# Written task A
Answer these from the pizza passage:
(i) What is served for dessert?
(ii) What kind of oven does the plan call for?
(iii) Habetz grew up near which city?
# Written task B
Carry on the pizza passage past its final sentence.

# Selection
══════════════════════════════
Expect a super-casual, counter-service parade of traditional and untraditional pizzas, whole or sliced, East Coast-style and Sicilian, fashioned with meats from Old Salt’s butcher shop and vegetables gleaned from the farmers market across the street. For dessert: Pizza Jerk’s soft serve, with creative toppings.

Habetz doesn’t hew to one pizza philosophy. The plan is to use an electric deck oven, the same heat used by his iconic pizza hero, Hawthorne’s Apizza Scholls. Inspiration will come, in part, from the pies of Habetz’s youth, growing up near New Haven, Connecticut, and years cooking in Batali’s trenches in New York. “I’m definitely not an Italian purist,” he says. “We want to do traditional stuff, but I’m not a traditionalist.” His ideal crust is good, flavorful, chewy but crisp, slightly charred and pretty thin.
══════════════════════════════
# Material

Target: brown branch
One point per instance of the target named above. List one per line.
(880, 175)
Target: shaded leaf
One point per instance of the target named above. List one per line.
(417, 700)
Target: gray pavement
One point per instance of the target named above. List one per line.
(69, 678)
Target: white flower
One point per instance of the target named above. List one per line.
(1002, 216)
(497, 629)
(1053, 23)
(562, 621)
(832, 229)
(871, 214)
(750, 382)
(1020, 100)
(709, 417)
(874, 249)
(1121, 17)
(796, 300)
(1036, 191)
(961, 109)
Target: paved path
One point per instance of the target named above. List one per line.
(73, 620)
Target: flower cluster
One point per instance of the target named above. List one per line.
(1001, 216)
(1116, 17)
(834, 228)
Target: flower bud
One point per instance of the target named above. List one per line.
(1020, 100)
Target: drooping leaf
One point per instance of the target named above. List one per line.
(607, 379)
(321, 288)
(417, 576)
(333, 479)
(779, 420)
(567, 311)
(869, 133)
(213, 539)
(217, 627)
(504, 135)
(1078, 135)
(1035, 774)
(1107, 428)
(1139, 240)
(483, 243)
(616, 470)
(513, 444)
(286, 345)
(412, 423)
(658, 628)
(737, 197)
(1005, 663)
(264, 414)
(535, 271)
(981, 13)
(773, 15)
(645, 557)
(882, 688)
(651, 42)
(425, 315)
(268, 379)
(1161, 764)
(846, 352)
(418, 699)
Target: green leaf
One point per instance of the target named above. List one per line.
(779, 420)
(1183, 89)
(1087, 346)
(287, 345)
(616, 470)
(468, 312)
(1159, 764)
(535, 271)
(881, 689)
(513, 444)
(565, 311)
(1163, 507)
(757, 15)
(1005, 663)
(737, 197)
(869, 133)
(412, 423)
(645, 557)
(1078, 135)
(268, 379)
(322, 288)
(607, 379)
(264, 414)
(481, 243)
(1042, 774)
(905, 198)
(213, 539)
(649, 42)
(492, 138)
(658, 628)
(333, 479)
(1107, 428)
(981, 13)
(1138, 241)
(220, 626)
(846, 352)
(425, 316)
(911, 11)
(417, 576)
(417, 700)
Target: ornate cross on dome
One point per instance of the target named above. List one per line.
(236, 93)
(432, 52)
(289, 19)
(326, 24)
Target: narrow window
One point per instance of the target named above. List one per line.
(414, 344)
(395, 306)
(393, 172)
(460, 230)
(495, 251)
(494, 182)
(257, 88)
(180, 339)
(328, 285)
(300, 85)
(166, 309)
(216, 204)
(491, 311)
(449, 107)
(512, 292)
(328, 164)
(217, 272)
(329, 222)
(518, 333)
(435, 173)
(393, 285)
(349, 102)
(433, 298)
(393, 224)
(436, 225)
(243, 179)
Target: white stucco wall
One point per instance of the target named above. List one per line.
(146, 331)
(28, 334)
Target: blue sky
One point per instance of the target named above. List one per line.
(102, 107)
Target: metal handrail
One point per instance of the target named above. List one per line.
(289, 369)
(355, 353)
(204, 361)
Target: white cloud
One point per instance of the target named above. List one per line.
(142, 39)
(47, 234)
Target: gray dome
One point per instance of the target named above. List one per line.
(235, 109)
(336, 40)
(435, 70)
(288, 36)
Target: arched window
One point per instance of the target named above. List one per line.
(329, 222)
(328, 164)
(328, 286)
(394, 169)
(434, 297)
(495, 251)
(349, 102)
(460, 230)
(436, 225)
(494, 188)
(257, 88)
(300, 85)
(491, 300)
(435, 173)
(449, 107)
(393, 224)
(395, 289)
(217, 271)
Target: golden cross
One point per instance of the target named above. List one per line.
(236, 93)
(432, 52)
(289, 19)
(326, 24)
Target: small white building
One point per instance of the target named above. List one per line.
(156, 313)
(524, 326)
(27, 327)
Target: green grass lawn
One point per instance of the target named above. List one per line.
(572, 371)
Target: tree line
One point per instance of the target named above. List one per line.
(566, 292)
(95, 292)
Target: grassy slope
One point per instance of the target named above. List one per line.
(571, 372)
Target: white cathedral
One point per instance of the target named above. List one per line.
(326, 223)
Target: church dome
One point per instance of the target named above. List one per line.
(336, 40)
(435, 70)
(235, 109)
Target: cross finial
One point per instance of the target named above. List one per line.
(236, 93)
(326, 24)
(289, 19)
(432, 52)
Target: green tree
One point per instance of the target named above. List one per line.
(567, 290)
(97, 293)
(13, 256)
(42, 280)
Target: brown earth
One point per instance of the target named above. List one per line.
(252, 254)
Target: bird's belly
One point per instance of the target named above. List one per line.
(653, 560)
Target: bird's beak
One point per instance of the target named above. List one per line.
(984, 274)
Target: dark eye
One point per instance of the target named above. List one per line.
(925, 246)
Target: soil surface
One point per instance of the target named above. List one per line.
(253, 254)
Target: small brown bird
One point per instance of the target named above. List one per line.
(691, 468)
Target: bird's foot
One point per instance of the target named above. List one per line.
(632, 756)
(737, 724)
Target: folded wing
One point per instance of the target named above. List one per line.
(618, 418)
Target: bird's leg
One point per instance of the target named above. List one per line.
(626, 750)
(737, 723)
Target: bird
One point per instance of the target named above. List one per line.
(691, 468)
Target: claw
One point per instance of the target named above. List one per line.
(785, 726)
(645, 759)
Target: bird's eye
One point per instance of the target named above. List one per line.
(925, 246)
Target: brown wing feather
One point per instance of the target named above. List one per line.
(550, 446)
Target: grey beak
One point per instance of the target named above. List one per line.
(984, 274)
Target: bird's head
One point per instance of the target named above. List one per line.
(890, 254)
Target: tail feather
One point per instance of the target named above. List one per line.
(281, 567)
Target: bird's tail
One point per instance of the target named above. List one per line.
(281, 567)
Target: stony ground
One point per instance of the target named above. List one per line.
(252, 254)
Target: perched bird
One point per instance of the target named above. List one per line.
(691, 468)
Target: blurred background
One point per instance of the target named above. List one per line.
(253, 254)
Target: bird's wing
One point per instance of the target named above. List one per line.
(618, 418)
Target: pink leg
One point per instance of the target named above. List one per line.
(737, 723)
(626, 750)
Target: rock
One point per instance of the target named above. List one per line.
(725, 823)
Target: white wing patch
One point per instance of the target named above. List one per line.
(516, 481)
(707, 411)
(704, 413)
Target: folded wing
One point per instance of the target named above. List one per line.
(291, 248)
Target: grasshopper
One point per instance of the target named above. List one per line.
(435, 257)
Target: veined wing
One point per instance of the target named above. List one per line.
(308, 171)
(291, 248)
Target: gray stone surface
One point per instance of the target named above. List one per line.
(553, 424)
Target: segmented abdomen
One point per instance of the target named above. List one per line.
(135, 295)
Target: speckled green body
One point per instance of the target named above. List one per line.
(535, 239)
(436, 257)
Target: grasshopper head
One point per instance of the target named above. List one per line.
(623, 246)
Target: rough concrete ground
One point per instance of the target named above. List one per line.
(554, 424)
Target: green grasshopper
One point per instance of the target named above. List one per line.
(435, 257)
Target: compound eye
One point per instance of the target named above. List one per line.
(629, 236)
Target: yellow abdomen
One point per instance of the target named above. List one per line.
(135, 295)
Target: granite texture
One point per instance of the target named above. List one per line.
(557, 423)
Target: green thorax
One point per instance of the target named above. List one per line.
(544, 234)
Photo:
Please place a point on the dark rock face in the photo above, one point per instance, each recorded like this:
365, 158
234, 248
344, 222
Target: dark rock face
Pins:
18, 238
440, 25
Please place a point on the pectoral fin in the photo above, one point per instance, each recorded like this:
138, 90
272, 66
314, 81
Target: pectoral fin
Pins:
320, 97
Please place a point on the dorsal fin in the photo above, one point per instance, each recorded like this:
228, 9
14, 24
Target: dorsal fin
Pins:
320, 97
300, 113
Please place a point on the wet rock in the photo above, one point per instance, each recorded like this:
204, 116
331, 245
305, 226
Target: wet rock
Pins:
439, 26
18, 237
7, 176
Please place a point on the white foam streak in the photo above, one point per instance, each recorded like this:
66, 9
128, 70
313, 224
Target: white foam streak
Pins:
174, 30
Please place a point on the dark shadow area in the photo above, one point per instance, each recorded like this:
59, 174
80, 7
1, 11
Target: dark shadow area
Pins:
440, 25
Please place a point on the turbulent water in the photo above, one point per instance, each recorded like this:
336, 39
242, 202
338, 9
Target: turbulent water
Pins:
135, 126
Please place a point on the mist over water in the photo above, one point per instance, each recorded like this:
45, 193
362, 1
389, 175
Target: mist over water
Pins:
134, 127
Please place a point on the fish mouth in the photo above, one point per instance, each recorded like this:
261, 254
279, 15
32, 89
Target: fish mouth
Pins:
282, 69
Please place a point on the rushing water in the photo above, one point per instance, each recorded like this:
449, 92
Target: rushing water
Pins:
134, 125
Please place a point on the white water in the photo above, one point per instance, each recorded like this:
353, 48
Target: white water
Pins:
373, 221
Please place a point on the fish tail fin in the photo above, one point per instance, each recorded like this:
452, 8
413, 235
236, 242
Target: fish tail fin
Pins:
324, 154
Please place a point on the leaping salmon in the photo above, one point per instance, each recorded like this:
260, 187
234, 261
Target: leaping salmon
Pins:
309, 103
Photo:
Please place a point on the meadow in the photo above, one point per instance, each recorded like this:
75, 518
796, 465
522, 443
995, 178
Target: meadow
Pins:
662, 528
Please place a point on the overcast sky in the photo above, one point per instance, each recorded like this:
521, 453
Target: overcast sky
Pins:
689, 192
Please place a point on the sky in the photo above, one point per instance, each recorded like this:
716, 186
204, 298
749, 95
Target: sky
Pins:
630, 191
══════════════════════════════
# Task output A
(i) Pizza Jerk's soft serve, with creative toppings.
(ii) An electric deck oven.
(iii) New Haven, Connecticut.

# Task output B
Right now, Habetz is rethinking an old-school eggplant parm pizza (“man, it will be beautiful,” he chortles), and recently, he poured his homemade Bolognese sauce over a fresh pie and finished it with cream (man, that sounds beautiful). A roasted porchetta pizza is also in the works, thin sliced on a pie, with salad on top. I sense a Portland icon in the making.

“It’s the classics, in my mind,” says Habetz. “Like Bunk, we do our take, the best we can, with the freedom to put our spin on it.”